Available data:
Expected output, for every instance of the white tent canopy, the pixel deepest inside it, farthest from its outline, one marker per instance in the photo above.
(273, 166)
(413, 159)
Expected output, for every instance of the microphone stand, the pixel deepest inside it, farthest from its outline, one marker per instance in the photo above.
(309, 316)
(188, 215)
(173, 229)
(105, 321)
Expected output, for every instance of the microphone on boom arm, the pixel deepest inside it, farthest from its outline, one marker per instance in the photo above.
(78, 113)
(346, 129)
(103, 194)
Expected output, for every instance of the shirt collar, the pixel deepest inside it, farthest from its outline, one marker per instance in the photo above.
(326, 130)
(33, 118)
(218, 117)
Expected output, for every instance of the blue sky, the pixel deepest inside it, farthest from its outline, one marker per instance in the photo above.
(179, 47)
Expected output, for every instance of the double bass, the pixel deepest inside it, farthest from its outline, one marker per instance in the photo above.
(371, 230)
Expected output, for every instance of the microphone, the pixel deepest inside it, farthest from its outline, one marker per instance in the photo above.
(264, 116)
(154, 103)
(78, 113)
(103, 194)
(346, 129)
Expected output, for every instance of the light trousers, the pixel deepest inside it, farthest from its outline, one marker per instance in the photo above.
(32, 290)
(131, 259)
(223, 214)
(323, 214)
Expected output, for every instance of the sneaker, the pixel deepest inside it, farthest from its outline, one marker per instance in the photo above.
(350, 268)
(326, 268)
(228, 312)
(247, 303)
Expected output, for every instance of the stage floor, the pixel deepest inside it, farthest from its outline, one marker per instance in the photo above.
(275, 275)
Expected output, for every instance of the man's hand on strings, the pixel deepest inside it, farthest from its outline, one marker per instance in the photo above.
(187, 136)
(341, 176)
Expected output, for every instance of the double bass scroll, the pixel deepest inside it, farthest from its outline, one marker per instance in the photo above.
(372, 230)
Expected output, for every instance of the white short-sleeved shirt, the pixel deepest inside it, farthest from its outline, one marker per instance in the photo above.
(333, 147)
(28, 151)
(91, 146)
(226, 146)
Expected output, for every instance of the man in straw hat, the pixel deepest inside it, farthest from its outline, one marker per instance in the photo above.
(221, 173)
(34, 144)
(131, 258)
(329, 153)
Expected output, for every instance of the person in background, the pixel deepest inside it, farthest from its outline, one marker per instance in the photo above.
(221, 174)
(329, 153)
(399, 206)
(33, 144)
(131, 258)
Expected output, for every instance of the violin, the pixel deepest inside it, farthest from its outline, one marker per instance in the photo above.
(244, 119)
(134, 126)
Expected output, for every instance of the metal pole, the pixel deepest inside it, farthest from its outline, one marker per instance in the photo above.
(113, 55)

Action item:
Transcribe every entry verbatim.

Answer to the problem:
Expected output, for every instance of the white tent canopy, the pixel deepest inside it, farthest from its outline, one marker per instance in the photo above.
(273, 166)
(413, 159)
Expected output, for every instance of the microphone stand, the pixel deepest inside it, farthest from its outline, one marker per instance in the photo above.
(309, 316)
(188, 215)
(173, 229)
(105, 321)
Expected output, for every instance of the microphone on boom arm, the pixel deepest inside it, farthest from its outline, one marker per instance in the photo above.
(78, 113)
(346, 129)
(103, 194)
Expected output, for every instance of the shirt collar, the pixel deepest inside it, farthest from its outline, one marker per instance in the photo above.
(326, 130)
(33, 118)
(218, 117)
Expected output, for every instance of the blue sky, the pixel deepest inside it, farthest from its outline, one marker per instance in the photo above.
(179, 47)
Expected output, for every instance of the double bass, the pixel deepest inside it, farthest from its outline, one marker per instance in the photo above.
(371, 230)
Expected output, for every instance of the microphone, the pixel deepest inside it, farthest from its outline, one marker per instance in the photo above.
(264, 116)
(154, 103)
(78, 113)
(103, 194)
(346, 129)
Expected output, for every instance of the light trousers, the pixel deepest inside it, farthest from its outline, one marker per instance in the photo above.
(32, 290)
(131, 259)
(223, 214)
(323, 214)
Expected output, for every instance of the sneaker, the pixel deepest inside it, farthest from its outline, one marker per instance in the photo above.
(350, 268)
(326, 268)
(228, 312)
(247, 303)
Expected output, for every instance of the stage floor, the pixel deepest inside it, farthest from its outline, one marker per instance in the photo above.
(275, 275)
Expected output, for every instance of the man's hand on strings, the pixel deepest inside it, farthest from its outline, one marker per instance in the photo above.
(187, 136)
(341, 176)
Expected output, for every instance of the double bass scroll, the pixel deepest inside it, farthest from its outline, one marker per instance in the photo above.
(372, 230)
Expected output, for every instance of the white short-sleeved shirt, the pixel deepest inside it, farthest from its outline, one marker per instance in the photo above.
(333, 147)
(28, 151)
(91, 146)
(226, 146)
Expected output, for every instance of the man in straw hat, the pixel deepest inside it, farthest from its outline, one marker per instance in the photo above.
(221, 173)
(34, 144)
(131, 258)
(329, 153)
Expected output, for every instance of the person in background, the pixel deepest inside it, farthest from its outline, one marker per instance in the photo above.
(221, 174)
(329, 153)
(399, 206)
(33, 144)
(131, 258)
Expected output, for every instance of the violin, the pixel deepest inside it, farthest from its outline, one marker per instance in the photo above.
(244, 119)
(134, 126)
Expected output, for every instance of the metal pole, the pixel deepest inside it, farthest from its outline, one marker per instance in the photo above.
(113, 55)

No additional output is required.